Assignment:
Everything from the line containing "of the conical" to the last line of the listing below, inclusive, is what you should output, exactly as it appears.

Material shown:
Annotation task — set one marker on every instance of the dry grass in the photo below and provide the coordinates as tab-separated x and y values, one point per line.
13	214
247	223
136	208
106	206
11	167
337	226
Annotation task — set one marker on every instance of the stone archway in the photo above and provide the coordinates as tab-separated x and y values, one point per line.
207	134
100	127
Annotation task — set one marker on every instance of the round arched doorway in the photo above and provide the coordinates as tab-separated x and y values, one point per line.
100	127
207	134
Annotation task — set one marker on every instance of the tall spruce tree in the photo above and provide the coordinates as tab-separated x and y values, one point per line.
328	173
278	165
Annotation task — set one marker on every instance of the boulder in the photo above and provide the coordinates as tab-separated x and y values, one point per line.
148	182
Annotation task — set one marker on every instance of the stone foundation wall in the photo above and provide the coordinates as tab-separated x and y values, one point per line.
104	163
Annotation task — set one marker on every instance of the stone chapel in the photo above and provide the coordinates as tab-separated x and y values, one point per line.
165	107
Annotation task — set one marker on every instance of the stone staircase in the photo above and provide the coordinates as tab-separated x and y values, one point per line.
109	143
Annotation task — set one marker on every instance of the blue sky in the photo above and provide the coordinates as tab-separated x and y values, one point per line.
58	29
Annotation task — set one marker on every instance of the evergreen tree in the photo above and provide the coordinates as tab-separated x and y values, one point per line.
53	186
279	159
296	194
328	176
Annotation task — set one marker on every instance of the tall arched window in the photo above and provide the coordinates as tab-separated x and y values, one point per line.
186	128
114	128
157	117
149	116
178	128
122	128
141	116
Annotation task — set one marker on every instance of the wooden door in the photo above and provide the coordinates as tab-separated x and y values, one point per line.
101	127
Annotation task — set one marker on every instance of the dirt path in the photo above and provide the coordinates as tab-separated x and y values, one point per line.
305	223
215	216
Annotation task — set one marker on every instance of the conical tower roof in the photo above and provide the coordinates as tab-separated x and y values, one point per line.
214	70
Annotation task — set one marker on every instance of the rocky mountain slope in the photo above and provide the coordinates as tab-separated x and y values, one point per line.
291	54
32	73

Solution to this problem:
Annotation task — set one marker on every instance of the conical tower roof in the photo above and provide the coordinates as tab-separated x and y values, one point per line.
214	70
Annotation task — set one marker on every instance of the rocky mountain slope in the photo above and provide the coordinates as tab-separated x and y values, one point per line.
291	54
32	73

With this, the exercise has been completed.